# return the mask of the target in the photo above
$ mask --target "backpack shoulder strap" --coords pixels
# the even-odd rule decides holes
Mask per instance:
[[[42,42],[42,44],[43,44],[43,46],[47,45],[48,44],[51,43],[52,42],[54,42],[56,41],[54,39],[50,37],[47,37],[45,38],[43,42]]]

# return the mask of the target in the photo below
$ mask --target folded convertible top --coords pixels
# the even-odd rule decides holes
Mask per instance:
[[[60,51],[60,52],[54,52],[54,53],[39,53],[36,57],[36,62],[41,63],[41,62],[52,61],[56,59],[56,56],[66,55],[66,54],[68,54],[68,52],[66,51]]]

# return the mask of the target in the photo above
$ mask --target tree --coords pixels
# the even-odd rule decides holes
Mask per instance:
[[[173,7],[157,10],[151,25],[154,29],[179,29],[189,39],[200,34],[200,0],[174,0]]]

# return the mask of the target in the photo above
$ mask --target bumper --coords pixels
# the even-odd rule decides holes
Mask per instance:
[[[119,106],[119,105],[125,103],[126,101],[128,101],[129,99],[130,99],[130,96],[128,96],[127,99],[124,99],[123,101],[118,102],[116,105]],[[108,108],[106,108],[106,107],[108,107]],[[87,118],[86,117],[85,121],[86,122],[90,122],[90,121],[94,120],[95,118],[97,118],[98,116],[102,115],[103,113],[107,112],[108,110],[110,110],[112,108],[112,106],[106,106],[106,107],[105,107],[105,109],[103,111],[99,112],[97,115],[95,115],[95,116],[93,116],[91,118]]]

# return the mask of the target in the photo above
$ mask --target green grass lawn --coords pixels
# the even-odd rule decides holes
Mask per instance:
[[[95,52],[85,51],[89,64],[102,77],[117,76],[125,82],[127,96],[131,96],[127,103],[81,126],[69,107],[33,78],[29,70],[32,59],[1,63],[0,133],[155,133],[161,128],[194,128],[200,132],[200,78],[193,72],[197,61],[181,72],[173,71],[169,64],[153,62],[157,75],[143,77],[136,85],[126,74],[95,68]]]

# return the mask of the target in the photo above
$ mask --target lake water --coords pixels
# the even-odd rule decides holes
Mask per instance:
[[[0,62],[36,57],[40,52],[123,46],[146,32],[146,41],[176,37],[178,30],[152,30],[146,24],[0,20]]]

☆ ☆ ☆ ☆

*WRITTEN EXERCISE:* Output every line above as a numbered list, skipping the blank lines.

*ANSWER:*
1. # return the mask of the target in the photo above
2. $ mask --target "backpack shoulder strap" --coords pixels
3. # the even-odd rule decides holes
4. Mask per instance:
5. [[[42,42],[42,44],[43,44],[43,46],[47,45],[48,44],[51,43],[52,42],[54,42],[56,41],[54,39],[50,37],[47,37],[45,38],[43,42]]]
6. # return the mask of the target in the photo below
7. $ mask --target folded convertible top --coords pixels
8. # the even-odd rule decides holes
9. Mask per instance:
10. [[[60,51],[60,52],[54,52],[54,53],[39,53],[36,57],[36,62],[41,63],[41,62],[52,61],[56,59],[56,56],[66,55],[66,54],[68,54],[68,52],[66,51]]]
11. # return the mask of the target in the photo above
12. $ mask --target tree --coords pixels
13. # the even-odd rule decides holes
14. Mask per instance:
15. [[[173,7],[157,10],[151,25],[154,29],[179,29],[189,39],[200,34],[200,0],[174,0]]]
16. # return the mask of the target in the photo above
17. $ mask --target bumper --coords pixels
18. # the even-odd rule decides holes
19. Mask per instance:
20. [[[119,106],[119,105],[125,103],[126,101],[128,101],[129,99],[130,99],[130,96],[128,96],[127,99],[124,99],[123,101],[118,102],[116,105]],[[108,108],[106,108],[106,107],[108,107]],[[87,118],[86,117],[85,121],[86,122],[90,122],[90,121],[94,120],[95,118],[97,118],[98,116],[102,115],[103,113],[107,112],[108,110],[110,110],[112,108],[112,106],[106,106],[106,107],[105,107],[105,109],[103,111],[99,112],[97,115],[95,115],[95,116],[93,116],[91,118]]]
21. # return the mask of the target in the photo above
22. $ mask --target green grass lawn --coords pixels
23. # the even-odd rule decides holes
24. Mask per instance:
25. [[[95,52],[85,51],[89,64],[102,77],[117,76],[125,82],[127,96],[131,96],[127,103],[81,126],[69,107],[33,78],[29,70],[32,59],[1,63],[0,133],[155,133],[161,128],[194,128],[200,132],[200,78],[193,72],[197,61],[181,72],[173,71],[169,64],[153,62],[157,75],[143,77],[136,85],[126,74],[95,68]]]
26. # return the mask of the target in the photo above
27. $ mask --target lake water --coords pixels
28. # the even-odd rule decides holes
29. Mask per instance:
30. [[[0,62],[36,57],[40,52],[123,46],[146,32],[146,41],[176,37],[178,30],[152,30],[146,24],[0,20]]]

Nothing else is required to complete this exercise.